Excerpted passage:
--- --- ---

Shift to the present, and regional tax inspector Federico Mai (again Pier Giorgio Bellocchio) knocks on the convent-prison door with wealthy Russian Ivan Rikalkov (Ivan Franek), who wants to buy the place. Caretaker Angelo (Bruno Cariello) is flummoxed, saying the building is abandoned and crumbling — certainly the state of the entrance. Upstairs, however, in the former cloistered apartments, lives Count Basta (Roberto Herlitzka), rumored to be a vampire, who’s secreted himself there for the last eight years and exits only at night to be driven through the streets of Bobbio.

Who is Count Basta, really? It’s helpful to know that “basta” means “enough” or “stop” (his isn’t the only meaningful name: “Mai” means “never,” and “Cacciapuoti” is an archaic word for “tax collector”). The Count has tried to stop time — sequestering himself in the convent with its antique furnishings, he holds onto the past, complaining about the town’s changes. He continues to observe Bobbio at night, watching people at restaurants and bars, knowing he can neither bring the town back to the past nor freeze the present, but for himself, with cranky good humor, he will hold on to the world he knew before the Internet, before globalization.

--- --- ---

Entries supplied:
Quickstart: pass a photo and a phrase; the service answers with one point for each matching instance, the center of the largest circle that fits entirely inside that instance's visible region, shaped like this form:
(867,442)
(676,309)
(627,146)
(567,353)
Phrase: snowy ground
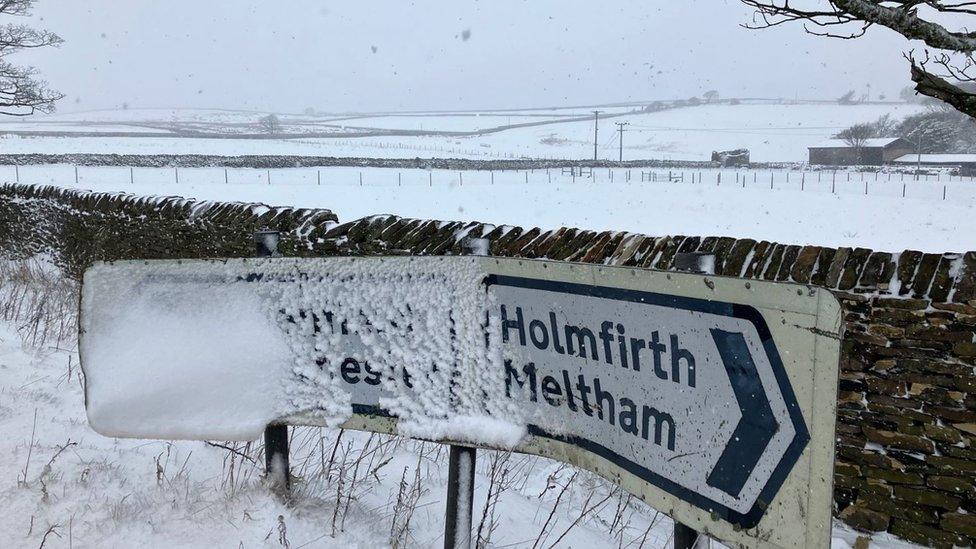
(773,132)
(65,486)
(821,208)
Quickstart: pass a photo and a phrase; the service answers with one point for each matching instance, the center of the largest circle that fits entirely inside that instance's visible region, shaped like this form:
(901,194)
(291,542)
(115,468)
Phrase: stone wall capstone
(906,426)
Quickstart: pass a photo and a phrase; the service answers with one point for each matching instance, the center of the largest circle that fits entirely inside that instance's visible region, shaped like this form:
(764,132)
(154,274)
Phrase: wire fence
(927,186)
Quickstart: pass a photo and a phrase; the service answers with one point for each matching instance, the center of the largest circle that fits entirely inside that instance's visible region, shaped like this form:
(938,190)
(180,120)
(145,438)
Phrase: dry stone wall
(906,441)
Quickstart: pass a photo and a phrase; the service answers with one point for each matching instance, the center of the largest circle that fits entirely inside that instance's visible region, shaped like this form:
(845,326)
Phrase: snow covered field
(821,208)
(772,132)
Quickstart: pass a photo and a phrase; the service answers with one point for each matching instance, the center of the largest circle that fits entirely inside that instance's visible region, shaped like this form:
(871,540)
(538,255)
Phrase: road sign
(713,399)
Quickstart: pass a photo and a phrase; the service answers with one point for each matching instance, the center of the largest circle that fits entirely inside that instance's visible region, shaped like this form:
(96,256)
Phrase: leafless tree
(857,137)
(270,124)
(21,94)
(947,60)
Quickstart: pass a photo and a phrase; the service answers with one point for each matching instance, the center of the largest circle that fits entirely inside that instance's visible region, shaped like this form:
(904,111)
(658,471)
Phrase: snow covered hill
(773,131)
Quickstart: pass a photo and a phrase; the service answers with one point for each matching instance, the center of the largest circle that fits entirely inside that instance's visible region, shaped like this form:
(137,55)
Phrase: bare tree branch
(849,19)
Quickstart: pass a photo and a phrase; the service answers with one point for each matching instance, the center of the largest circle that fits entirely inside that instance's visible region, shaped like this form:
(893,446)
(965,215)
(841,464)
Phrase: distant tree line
(940,129)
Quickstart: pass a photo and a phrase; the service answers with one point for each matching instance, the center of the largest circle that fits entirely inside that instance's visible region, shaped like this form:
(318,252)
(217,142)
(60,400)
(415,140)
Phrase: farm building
(965,163)
(874,152)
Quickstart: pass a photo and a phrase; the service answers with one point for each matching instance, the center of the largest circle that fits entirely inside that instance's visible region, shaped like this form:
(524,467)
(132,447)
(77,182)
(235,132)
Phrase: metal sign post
(275,436)
(460,475)
(682,536)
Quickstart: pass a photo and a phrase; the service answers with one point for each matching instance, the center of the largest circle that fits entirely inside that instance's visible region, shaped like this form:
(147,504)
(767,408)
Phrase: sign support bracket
(460,475)
(275,436)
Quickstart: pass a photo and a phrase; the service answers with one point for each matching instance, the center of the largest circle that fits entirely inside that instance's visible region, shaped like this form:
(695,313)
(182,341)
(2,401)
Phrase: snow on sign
(711,398)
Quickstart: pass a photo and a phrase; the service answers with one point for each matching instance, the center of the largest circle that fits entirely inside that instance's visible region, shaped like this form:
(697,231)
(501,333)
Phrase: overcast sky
(448,54)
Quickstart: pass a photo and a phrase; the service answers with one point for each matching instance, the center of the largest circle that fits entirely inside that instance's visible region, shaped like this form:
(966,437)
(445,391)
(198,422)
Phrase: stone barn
(874,152)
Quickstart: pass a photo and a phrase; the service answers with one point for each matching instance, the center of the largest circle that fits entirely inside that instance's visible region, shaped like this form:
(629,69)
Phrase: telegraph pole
(620,129)
(596,130)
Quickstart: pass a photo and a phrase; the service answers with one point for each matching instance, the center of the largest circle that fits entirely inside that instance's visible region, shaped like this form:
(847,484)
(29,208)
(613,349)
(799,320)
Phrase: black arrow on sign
(757,426)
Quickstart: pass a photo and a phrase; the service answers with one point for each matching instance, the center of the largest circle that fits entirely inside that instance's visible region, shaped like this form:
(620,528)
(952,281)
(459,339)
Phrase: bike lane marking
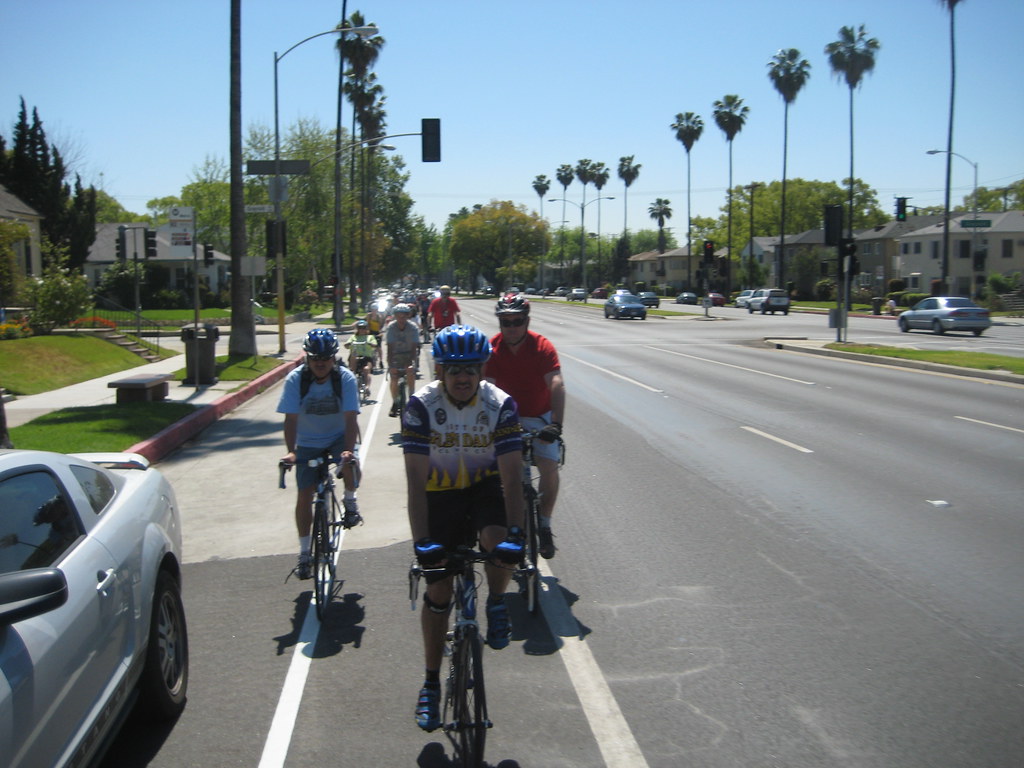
(279,737)
(614,739)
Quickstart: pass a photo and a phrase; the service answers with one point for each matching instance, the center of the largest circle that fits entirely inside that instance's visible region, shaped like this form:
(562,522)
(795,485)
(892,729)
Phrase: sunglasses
(456,370)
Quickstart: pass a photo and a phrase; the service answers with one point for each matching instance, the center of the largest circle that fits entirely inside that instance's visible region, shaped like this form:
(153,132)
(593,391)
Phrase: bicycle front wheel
(469,704)
(326,534)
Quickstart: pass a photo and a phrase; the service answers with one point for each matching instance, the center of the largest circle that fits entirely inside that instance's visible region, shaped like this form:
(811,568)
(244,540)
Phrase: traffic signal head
(120,243)
(431,139)
(151,244)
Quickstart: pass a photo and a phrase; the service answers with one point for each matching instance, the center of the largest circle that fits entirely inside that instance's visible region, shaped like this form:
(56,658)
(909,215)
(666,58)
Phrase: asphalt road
(767,558)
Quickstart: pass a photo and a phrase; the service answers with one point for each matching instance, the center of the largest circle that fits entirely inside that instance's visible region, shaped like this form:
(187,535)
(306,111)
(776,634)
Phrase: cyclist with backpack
(463,453)
(321,403)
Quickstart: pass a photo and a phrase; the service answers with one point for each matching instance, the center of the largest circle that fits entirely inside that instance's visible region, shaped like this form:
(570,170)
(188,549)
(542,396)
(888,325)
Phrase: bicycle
(464,714)
(528,576)
(328,524)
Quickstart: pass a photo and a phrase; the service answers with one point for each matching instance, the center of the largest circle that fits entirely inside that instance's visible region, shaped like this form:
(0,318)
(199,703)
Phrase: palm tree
(564,174)
(788,73)
(660,212)
(950,5)
(688,128)
(730,115)
(541,186)
(851,57)
(599,175)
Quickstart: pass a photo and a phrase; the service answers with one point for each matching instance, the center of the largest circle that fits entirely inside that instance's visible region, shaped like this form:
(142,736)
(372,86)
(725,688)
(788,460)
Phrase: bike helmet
(321,341)
(461,344)
(512,304)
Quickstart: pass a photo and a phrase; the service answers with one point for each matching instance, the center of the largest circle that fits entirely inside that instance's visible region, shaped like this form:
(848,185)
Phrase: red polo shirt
(522,373)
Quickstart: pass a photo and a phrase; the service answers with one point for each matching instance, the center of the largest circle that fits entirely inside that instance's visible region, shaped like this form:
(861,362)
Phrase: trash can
(201,355)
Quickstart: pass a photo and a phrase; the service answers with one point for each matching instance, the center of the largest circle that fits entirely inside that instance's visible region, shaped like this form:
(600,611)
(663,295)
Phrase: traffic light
(151,244)
(431,139)
(120,243)
(834,224)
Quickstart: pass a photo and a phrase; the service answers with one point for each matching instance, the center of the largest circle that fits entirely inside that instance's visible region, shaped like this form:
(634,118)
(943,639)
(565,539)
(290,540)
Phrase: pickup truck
(766,300)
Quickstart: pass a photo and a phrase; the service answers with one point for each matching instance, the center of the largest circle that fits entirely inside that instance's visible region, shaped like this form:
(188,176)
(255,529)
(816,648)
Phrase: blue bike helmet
(461,344)
(321,341)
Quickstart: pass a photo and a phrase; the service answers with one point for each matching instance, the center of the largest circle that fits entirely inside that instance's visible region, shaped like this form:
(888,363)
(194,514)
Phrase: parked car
(90,602)
(649,298)
(766,300)
(625,305)
(941,313)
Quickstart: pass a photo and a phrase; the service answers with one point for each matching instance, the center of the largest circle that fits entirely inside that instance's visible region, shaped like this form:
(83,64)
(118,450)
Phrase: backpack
(306,380)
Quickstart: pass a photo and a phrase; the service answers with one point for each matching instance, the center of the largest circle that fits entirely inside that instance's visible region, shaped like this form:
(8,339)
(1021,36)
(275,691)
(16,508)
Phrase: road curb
(795,345)
(166,440)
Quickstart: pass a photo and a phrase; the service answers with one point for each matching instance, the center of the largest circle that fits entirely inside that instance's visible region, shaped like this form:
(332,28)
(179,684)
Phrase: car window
(96,484)
(37,524)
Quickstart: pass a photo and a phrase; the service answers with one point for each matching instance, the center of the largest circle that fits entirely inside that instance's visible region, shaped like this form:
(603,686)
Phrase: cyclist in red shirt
(443,310)
(525,365)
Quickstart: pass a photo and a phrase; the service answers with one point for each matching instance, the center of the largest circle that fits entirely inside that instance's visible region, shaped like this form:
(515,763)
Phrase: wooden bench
(141,388)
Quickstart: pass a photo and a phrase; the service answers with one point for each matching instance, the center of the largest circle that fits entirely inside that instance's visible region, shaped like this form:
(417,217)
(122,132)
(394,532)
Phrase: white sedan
(90,602)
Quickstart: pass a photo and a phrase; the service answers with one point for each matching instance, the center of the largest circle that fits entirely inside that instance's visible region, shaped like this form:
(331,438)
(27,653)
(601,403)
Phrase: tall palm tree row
(788,73)
(688,128)
(660,212)
(851,57)
(950,5)
(730,116)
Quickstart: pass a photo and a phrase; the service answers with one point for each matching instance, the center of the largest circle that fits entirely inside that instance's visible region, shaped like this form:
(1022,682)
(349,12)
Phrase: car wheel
(165,677)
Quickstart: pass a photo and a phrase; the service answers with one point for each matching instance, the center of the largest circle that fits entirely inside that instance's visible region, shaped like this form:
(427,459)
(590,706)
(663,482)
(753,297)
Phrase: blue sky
(137,92)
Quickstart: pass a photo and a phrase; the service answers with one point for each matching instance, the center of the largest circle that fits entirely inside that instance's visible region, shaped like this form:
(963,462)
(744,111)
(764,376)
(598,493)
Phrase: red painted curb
(167,439)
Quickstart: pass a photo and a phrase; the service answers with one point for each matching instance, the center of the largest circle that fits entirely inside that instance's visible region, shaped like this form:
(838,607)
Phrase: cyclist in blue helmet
(463,452)
(321,402)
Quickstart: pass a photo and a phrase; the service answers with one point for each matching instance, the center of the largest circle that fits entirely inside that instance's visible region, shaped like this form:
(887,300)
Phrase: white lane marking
(283,726)
(729,365)
(614,739)
(989,424)
(779,440)
(611,373)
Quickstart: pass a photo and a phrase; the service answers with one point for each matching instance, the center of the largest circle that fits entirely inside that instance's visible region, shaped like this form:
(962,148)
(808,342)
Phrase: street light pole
(974,229)
(583,236)
(278,193)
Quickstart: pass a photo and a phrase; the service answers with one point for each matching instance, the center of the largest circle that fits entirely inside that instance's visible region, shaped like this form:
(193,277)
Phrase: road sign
(268,167)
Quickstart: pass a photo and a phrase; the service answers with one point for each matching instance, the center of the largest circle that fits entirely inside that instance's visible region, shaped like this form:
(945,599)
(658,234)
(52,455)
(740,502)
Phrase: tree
(688,128)
(730,116)
(851,57)
(787,73)
(950,5)
(660,212)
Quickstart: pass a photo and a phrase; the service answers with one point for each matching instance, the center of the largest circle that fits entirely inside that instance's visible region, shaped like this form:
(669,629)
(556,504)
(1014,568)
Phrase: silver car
(91,619)
(941,313)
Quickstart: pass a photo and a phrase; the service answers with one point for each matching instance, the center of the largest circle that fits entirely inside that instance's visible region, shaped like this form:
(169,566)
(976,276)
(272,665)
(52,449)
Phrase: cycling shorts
(542,449)
(456,517)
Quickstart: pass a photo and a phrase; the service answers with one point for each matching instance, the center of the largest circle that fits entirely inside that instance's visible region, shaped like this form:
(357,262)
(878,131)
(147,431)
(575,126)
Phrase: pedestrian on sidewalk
(321,402)
(525,365)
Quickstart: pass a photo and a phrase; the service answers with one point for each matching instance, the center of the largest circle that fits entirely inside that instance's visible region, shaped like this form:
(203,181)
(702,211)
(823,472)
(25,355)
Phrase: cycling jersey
(463,442)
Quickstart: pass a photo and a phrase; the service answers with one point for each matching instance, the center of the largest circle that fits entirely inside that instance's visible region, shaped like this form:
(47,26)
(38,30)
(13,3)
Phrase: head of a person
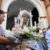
(1,16)
(25,18)
(48,26)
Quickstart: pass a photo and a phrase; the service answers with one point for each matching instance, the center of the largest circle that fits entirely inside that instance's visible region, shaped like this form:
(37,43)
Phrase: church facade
(42,6)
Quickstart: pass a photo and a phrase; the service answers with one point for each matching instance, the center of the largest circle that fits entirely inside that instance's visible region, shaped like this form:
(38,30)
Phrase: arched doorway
(12,12)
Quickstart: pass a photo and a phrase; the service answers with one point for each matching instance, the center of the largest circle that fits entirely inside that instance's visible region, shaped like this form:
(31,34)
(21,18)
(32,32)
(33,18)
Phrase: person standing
(47,37)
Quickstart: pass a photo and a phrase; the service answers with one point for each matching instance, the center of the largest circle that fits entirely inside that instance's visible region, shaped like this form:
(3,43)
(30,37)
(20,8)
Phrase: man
(47,36)
(3,40)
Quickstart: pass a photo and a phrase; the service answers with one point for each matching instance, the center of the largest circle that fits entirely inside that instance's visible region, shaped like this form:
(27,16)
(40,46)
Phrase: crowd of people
(6,37)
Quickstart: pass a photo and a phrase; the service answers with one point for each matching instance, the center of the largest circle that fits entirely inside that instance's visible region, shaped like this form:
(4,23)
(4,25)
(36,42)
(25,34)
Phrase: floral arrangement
(27,33)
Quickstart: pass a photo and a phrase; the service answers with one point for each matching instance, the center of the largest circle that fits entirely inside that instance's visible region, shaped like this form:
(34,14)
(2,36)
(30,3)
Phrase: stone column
(0,3)
(47,5)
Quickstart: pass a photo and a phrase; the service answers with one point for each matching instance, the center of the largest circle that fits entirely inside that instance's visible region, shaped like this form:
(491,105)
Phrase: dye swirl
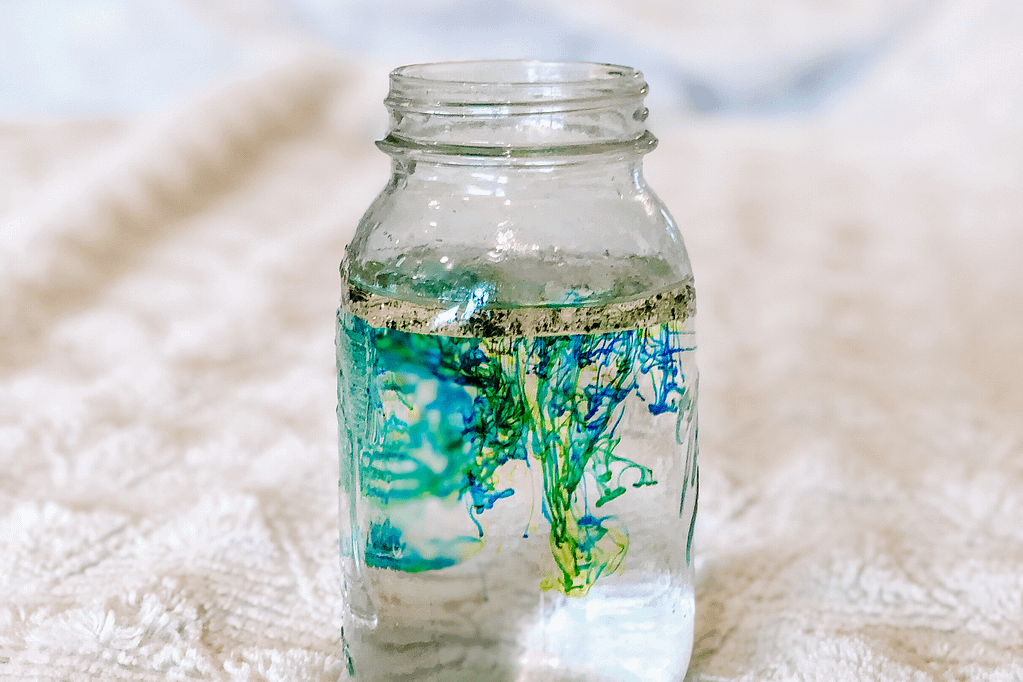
(450,414)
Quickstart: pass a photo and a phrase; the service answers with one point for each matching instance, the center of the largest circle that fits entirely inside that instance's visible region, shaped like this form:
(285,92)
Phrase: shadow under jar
(517,389)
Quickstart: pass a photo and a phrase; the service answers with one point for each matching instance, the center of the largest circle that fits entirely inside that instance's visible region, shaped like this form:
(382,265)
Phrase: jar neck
(517,110)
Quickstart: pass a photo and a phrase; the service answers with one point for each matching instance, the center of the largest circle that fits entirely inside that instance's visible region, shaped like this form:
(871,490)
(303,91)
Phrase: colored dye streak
(443,425)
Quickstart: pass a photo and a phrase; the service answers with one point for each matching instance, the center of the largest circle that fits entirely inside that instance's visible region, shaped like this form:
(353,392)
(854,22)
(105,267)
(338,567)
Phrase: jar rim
(512,82)
(530,72)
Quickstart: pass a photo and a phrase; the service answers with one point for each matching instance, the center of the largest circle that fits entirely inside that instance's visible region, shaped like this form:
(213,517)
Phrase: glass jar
(517,388)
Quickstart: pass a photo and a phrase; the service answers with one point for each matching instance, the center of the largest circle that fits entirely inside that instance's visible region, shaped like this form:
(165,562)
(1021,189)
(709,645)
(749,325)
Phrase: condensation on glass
(517,388)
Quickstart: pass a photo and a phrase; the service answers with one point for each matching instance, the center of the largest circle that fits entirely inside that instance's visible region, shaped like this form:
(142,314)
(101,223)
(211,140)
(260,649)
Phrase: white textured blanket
(167,430)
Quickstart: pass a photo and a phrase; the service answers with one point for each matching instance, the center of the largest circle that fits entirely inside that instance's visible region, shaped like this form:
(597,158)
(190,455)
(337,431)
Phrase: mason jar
(517,388)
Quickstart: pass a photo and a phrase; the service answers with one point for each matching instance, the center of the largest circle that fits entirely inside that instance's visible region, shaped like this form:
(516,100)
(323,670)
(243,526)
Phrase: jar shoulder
(525,244)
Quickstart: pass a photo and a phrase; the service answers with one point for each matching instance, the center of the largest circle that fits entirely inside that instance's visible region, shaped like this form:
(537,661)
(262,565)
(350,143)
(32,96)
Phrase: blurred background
(760,57)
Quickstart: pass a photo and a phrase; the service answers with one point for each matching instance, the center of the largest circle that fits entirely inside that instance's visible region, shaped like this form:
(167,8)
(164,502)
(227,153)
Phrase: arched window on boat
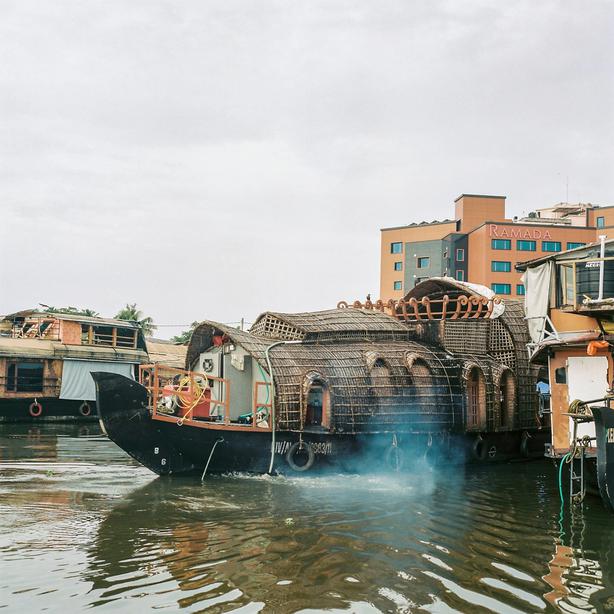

--- --- ---

To be done:
[1] Render this sentence from the passage about Count Basta into Spanish: "The Count has tried to stop time — sequestering himself in the convent with its antique furnishings, he holds onto the past, complaining about the town's changes."
[2] Write the next part of the passage about Count Basta, picking up after its final sentence.
The lines above can be set aside.

Results in order:
[1] El Conde ha intentado detener el tiempo: recluido en el convento con su mobiliario antiguo, se aferra al pasado y se queja de los cambios del pueblo.

[2]
How this relates to the earlier nun story, apart from location, has to do with the passage of time. Bellocchio is making a sharp critique of the Catholic Church and a medieval way of thinking, but it’s too simplistic to say he’s condemning this past. The present, with its shysters (Mai isn’t really a tax inspector) and madmen (Filippo Timi in a small but memorable role as a manic local) isn’t a metaphysically happy place either. And yet, as the extraordinary, emotionally rewarding ending shows, time can be renewed in all the vigor and beauty of youth.

While the present characters are a complete Bellocchian invention, the past is drawn from the life of Marianna de Leyva, the famous 16th-century “nun of Monza” who was walled inside her convent for 13 years. There’s even a passing physical resemblance between Alesi’s Cacciapuoti and Cardinal Federico Borromeo, who ordered her trial. The story has been used many times in literature and cinema, the latter often for prurience or horror, but of course Bellocchio will have none of that, instead balancing critique with metaphor.

Does it matter that every alley he goes down isn’t signposted? Perhaps for some, but others willing to trust the maestro — knowing that the sentiments evoked will be enriched by future viewings — should allow themselves to accept the lack of simple explanations. Italos will immediately get the digs at the country’s notorious problem with tax avoidance, everyone can understand the harsh appraisal of the Church, and most will come away contemplating what we’ve lost and gained as the world continues to build walls between itself and the past.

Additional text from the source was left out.